PROBLEM TO WORK ON — Word for word, repeat each entry that follows.
━━━ EXTRACTED DATA ━━━
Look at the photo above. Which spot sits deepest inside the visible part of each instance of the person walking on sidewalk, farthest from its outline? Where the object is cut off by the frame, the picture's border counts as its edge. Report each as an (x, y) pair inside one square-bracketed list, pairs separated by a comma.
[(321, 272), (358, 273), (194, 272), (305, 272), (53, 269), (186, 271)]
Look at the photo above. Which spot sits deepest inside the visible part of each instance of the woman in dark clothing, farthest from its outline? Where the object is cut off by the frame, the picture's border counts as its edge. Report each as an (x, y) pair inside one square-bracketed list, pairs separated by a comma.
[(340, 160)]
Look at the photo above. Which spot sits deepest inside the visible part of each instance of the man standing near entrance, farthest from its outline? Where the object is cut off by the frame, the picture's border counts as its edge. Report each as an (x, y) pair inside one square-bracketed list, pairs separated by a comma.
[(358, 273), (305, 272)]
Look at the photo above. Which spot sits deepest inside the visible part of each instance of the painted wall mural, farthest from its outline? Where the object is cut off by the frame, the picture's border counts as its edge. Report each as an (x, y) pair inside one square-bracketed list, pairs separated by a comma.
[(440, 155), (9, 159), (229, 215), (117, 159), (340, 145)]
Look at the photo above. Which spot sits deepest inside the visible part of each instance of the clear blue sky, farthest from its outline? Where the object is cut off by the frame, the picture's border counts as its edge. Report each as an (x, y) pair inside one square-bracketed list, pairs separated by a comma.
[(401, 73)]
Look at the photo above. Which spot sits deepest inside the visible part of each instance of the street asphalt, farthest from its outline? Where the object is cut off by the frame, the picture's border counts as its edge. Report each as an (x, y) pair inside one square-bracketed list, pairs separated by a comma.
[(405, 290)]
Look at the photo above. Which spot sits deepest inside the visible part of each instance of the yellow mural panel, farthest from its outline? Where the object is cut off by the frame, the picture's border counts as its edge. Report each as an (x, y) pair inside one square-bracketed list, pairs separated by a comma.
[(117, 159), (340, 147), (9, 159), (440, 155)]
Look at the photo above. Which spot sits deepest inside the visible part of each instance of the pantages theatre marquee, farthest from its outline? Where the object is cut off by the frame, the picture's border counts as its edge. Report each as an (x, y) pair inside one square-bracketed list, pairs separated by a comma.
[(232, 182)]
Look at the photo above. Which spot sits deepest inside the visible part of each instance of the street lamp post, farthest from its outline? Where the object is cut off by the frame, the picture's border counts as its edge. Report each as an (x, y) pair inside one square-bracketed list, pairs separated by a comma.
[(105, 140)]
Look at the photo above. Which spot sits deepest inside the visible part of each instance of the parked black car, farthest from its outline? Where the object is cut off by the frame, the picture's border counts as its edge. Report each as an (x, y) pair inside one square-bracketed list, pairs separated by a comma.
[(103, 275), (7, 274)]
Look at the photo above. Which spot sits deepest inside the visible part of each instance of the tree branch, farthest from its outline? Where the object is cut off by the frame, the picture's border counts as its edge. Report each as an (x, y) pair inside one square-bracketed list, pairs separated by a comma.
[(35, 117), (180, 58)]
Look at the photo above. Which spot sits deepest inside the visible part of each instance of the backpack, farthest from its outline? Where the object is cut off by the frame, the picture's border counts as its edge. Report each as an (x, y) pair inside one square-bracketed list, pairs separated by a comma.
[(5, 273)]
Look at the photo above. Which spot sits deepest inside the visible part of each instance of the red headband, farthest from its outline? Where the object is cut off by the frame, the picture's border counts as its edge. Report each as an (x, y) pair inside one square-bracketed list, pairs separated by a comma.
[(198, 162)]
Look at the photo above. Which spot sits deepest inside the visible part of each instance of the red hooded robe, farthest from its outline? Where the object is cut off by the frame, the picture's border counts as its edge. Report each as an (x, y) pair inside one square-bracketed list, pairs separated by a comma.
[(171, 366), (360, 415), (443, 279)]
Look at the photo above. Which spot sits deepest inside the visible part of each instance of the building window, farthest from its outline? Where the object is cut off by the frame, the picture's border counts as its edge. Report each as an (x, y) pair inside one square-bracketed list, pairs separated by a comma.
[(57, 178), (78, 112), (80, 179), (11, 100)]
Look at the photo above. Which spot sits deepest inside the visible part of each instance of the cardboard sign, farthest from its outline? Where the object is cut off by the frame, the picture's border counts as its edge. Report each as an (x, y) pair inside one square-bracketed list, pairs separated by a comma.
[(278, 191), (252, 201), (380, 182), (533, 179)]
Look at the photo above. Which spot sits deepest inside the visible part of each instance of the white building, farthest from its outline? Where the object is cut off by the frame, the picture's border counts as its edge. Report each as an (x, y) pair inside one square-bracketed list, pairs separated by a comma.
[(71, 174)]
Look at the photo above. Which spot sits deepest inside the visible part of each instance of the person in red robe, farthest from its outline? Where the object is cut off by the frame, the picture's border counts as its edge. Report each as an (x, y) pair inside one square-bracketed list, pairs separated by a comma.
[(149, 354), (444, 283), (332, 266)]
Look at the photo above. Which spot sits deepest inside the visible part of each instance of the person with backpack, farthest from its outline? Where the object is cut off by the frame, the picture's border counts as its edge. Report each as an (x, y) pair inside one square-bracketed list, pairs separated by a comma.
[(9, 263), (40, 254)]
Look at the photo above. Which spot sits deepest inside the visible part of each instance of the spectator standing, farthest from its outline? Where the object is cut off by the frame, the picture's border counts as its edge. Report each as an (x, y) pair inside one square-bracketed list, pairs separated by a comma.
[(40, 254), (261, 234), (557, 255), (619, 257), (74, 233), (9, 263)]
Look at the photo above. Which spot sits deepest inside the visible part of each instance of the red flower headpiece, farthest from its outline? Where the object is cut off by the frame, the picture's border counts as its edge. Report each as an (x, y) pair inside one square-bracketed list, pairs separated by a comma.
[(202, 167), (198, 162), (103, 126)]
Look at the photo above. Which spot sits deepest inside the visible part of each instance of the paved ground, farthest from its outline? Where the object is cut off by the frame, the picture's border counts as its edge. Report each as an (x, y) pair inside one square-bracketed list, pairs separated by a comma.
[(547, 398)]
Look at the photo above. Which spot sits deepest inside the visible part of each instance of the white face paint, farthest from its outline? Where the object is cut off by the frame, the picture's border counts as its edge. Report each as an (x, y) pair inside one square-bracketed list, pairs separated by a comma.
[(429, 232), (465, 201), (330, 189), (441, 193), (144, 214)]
━━━
PROBLEM SOLUTION —
Look at the photo above. Which spot sits deepest inside the visible part of each instance of the person walking on sidewalk, farthest from its outline? Where the object is cut off by the frame, the picture's border counts as its edge. Report each as an (x, y) pair inside one square-bracketed list, pairs separated by a comma.
[(321, 272), (358, 273), (194, 272), (305, 272), (53, 269), (186, 271)]
Look at the photo above. Which spot sits deepest inside the visible part of each instance of the woman in dark clothing, farthest from its outline? Where the object is cut off by the frame, the picture's border counts as its edge. Report each as an (x, y) pair inside one square-bracketed list, pairs separated by a comma.
[(340, 160)]
Look at the photo above. Which spot sits deepest inside the visible part of each instance of the man standing near entrance, farthest from its outline? Where the object is cut off by the frame, the picture's border counts as its edge. Report each as an (x, y) pair inside one square-bracketed list, pairs separated by a comma.
[(358, 273), (305, 272)]
Look at the photo above. Which spot sits deepest inside the visible part of each instance of the painted wall mural, farthest from its outline? Where the object is cut off by the frame, the picture's border counts as its edge. Report each as an (x, y) pair inside one square-bracketed list, pairs separated by a comma.
[(440, 155), (9, 159), (229, 215), (117, 159), (340, 145)]
Look at the photo above. Which spot sits deepest inside the visible part of each instance of the clear blue sky, farthest from its outline? Where the object is cut off by the frame, the picture's border counts as its edge. Report each as an (x, y) pair inside one square-bracketed list, pairs separated by a comma.
[(401, 73)]
Look at the photo above. Which spot sits deepest inside the visible part of each instance of the street asphalt, farthest from its outline? Where the object is cut off by the frame, the picture's border counts as its edge. Report each as an (x, y) pair inside one square-bracketed list, pairs separated by a comma.
[(405, 290)]
Look at the photo above. Which spot sits deepest inside the visible part of each instance of the yellow mural panel, farthest from its outline? Where the object is cut off by the frame, the picture's border counts as its edge. Report each as an (x, y) pair inside one square-bracketed list, pairs separated by a comma.
[(117, 159), (340, 147), (9, 159), (440, 155)]
Look at the photo above. Which spot sits deepest inside the visible part of each instance of the pantages theatre marquee, farthest from its outline? Where the object is cut off by the frame, the picture's border counts as its edge. Report each as an (x, y) pair inside one square-bracketed list, pairs separated by a comma.
[(232, 182)]
Look at the photo above. Which spot sits deepest inside the visible part of each instance of the street lamp post, farthest from its outline? Where the object is cut off by the frame, the picture's border counts as its edge. Report each as an (x, y) pair inside one square-bracketed list, pairs separated by a comma.
[(105, 140)]
Look at the photo above. Which spot sits deepest inside the visible part of each instance of the parked black car, farthest from its outline? Where the object is cut off by the frame, the picture's border counts as its edge. Report each as an (x, y) pair inside one square-bracketed list, pairs separated by a comma.
[(103, 275), (7, 274)]
Look at the photo above. Which spot sits deepest inside the visible part of each instance of the tree branch, farthest from its outline? Where the object is cut off by the frame, the picture's border counts as its edge. Report each as an (x, y) pair inside one square-bracketed list, pairs separated by a comma.
[(35, 117), (180, 58)]
Look at the photo above. Which spot sits deepest inside the visible part of each instance of the backpack, farthest from its outline? Where the object is cut off by the frame, the picture's border counts as its edge. Report each as an (x, y) pair inside one square-bracketed list, pairs separated by a comma.
[(5, 273)]
Look at the photo above. Which spot sits deepest inside the visible part of each instance of the red headband, farthest from its outline? Where the object is cut off by the frame, the picture's border counts as its edge. Report each as an (x, y) pair inside one square-bracketed list, pairs separated by a comma.
[(198, 162)]
Look at the photo above. Which spot sits deepest inside the visible part of each instance of the red hooded robe, farthest from its outline? Where the object is cut off by the frame, the picture's border counts as its edge. Report each as an (x, y) pair inside one square-bracketed list, pairs separated by a comma.
[(171, 366), (360, 415), (443, 279)]
Look at the photo above. Which spot sits deepest inside the visible part of each instance of the building window, farthest from its outline? Where the object is cut off by the frame, the picture's border counts as its edge. Report each as an (x, y) pair inside one square-bracketed list, pairs separated by a comma.
[(57, 178), (78, 112), (80, 179), (11, 100)]
Look at the photo above. Which spot sits deepest inside the visible part of each instance of the cardboard sign, farthest from its outline? Where the object is cut off by the frame, the picture's border counts as its edge. Report each as an (x, y) pair inside one square-bracketed list, pairs separated by a comma.
[(278, 191), (252, 201), (380, 182), (533, 179)]
Look at the photo above. Which spot sits deepest inside the visible part of each instance of the white building, farthest from its outline? Where the object is cut off by the frame, the picture's border counts as its edge. Report each as an (x, y) pair inside one square-bracketed list, pairs separated by a comma.
[(71, 174)]
Look at the photo above. Which spot sits deepest inside the visible part of each instance of the person in red robe, farthest from its outline? Where the object is cut off by the frame, the picture's border counts as its edge. Report each as an (x, y) pair inside one square-bracketed list, pairs separated by a comma.
[(149, 354), (444, 283), (332, 266)]
Look at the photo above. Which spot sits deepest inside the visible part of each instance of the person with backpack, farthest from its outline? Where the object is cut off by the frame, the picture's border counts as its edge. Report each as an (x, y) pair inside one square-bracketed list, pairs separated by a comma.
[(9, 263), (40, 254)]
Look at the photo above. Which spot sits deepest inside the visible part of each instance of the spectator standing, farthest from its outline? Where the object is cut off by the frame, the picture's border counts as its edge. Report each as an (x, y) pair inside one square-bracketed list, pairs separated by a comma.
[(40, 254), (261, 234), (557, 255), (619, 257), (74, 233), (9, 263)]
Look at the photo above. Which spot sits deepest inside the visible part of each instance of the red flower headpiece, farthest from its outline? Where the object is cut off by the frame, the picture's border counts as its edge. Report each as an (x, y) pair inside one square-bracketed list, pairs separated by a comma.
[(202, 167), (198, 162), (103, 126)]
Look at the photo above. Which spot sits deepest inside the visible part of each instance of the paved ground, farthest from its outline? Where the object is cut off by the frame, the picture's border counts as its edge. Report each as an (x, y) pair inside one square-bracketed list, pairs separated by a comma.
[(547, 398)]
Look at the photo above. Which spot sits deepest inside the visible part of each instance of the white face paint, farthest from its outline? Where the object is cut off by the frame, the picture's border counts as its edge. Report each as an (x, y) pair inside one square-bracketed list, pairs separated by a comma.
[(429, 232), (465, 201), (330, 189), (441, 193), (144, 214)]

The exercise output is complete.